> _Brief_
Reproduce the stretch of the material from the line containing "[locate] black handbag" through the end of the material, requests included, and shift every answer coordinate by adding 58 to each of its numbers.

[Stored items]

--- --- ---

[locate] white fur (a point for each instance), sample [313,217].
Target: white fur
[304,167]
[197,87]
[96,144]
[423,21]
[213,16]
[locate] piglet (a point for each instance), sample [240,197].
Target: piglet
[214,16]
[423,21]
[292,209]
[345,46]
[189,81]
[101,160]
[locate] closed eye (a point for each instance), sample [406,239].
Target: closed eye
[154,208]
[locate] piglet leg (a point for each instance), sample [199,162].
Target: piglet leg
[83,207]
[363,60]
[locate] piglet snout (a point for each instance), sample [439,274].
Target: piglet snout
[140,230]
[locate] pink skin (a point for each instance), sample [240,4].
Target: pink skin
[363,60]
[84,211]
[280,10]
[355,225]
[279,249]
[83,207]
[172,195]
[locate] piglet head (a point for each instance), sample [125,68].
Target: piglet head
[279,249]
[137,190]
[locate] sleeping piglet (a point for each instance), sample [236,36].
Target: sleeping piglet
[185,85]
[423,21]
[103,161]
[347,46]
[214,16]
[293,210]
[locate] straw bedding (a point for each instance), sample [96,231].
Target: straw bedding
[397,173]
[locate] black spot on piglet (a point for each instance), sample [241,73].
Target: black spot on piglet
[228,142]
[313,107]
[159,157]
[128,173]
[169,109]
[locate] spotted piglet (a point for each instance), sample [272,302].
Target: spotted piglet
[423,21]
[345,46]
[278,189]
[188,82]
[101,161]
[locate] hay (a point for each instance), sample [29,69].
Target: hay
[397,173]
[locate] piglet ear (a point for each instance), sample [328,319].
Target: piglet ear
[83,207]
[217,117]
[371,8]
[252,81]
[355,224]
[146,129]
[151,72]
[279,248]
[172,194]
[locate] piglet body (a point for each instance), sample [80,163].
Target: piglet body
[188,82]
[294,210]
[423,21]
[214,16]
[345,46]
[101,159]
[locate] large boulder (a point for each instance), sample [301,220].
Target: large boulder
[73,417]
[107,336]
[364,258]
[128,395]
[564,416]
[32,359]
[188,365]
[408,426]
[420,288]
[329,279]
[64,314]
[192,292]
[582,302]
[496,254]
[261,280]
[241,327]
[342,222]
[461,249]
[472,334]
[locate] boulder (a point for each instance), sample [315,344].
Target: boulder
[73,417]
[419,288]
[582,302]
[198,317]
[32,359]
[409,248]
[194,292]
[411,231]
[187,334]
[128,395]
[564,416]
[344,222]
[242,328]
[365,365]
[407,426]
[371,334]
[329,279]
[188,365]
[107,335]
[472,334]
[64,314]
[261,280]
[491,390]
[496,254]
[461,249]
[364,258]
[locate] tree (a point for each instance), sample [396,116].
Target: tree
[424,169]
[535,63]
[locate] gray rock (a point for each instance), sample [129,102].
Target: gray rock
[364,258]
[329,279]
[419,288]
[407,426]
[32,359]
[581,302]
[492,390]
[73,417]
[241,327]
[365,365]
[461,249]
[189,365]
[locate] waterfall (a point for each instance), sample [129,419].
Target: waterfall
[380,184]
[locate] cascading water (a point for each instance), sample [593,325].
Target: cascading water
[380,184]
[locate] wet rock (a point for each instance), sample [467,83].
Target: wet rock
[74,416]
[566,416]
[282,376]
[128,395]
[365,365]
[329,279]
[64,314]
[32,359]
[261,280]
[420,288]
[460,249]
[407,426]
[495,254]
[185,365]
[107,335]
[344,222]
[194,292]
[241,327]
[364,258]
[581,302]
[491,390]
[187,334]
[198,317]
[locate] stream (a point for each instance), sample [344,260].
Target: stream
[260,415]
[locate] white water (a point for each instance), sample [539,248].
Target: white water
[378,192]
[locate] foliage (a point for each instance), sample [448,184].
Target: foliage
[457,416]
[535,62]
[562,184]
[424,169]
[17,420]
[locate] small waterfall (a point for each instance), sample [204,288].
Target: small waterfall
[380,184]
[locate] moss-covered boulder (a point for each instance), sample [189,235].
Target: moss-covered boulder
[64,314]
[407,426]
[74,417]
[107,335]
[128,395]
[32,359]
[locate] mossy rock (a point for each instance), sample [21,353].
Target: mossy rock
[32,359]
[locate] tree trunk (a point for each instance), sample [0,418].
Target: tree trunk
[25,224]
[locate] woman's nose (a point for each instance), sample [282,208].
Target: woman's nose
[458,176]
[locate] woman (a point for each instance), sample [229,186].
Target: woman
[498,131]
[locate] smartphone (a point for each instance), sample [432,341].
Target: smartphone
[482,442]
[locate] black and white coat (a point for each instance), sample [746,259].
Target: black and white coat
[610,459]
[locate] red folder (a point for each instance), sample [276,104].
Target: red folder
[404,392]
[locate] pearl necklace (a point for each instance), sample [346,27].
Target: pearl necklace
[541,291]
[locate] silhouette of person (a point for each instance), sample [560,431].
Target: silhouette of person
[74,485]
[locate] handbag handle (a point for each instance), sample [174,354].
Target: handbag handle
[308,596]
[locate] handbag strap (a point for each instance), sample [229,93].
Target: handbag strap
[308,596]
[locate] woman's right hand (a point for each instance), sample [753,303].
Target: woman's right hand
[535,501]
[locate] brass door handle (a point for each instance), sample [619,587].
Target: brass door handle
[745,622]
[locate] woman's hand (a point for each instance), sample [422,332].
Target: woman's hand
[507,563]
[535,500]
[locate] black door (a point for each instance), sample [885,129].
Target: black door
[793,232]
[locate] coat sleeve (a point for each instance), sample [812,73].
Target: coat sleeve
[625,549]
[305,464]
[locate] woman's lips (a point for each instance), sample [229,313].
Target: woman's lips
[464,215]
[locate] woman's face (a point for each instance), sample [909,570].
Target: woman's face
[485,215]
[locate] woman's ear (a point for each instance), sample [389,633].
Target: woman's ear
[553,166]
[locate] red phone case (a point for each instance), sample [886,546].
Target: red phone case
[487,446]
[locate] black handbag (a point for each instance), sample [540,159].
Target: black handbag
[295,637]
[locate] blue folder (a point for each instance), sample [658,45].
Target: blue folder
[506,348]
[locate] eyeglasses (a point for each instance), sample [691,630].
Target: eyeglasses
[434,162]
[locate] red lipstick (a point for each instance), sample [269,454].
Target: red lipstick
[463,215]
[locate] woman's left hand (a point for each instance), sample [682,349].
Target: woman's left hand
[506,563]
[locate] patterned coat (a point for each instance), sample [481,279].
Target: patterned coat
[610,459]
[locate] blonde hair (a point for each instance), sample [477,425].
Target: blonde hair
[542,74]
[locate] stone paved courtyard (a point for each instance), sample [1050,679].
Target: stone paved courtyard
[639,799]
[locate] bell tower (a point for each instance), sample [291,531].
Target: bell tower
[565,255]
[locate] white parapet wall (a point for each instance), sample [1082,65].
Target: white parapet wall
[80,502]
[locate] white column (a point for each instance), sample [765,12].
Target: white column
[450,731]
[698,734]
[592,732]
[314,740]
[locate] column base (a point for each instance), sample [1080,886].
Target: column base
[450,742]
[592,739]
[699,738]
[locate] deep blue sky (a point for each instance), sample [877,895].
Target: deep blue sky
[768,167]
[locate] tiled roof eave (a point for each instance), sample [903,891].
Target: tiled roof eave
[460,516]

--- --- ---

> _Output below_
[locate] black handbag (a point for each instance), sample [540,159].
Target: black handbag
[353,695]
[locate] blue folder (a point for each instance), sample [658,45].
Target: blue folder
[564,406]
[locate] eyeglasses (a point for each instance), sample [691,630].
Target: eyeglasses
[492,220]
[locate] red lipstick (a point for each instance), sample [269,454].
Target: red lipstick
[521,273]
[locate] woman's left hand (a point for each instance), sample [682,349].
Target: woman's left hand
[564,621]
[locate] patterned coat (a point for each instance), sample [481,279].
Target: patterned coat
[668,517]
[locate] blonde hair (a point for each instance), sample [477,425].
Target: blonde hair
[600,132]
[locate] stone paved courtyard (a point for each instance), sample [1050,679].
Target: stone paved courtyard
[697,857]
[locate] bell tower (a point for each instance), sample [291,531].
Target: bell tower
[623,313]
[locate] white parapet wall (a point for each instance), sample [1082,65].
Target: white parapet wall
[138,560]
[locate] white column (a point for each instance), sample [765,12].
Target: white column
[508,789]
[756,792]
[650,790]
[372,798]
[locate] column base (a point for each instance), sample [1080,886].
Target: column base
[508,800]
[650,797]
[757,796]
[locate] deep blue sky (a point for each instance), sample [877,895].
Target: deep blue sky
[826,225]
[locate] tiled roof eave (a point for each instance), sample [903,891].
Target: tiled roof eave
[518,574]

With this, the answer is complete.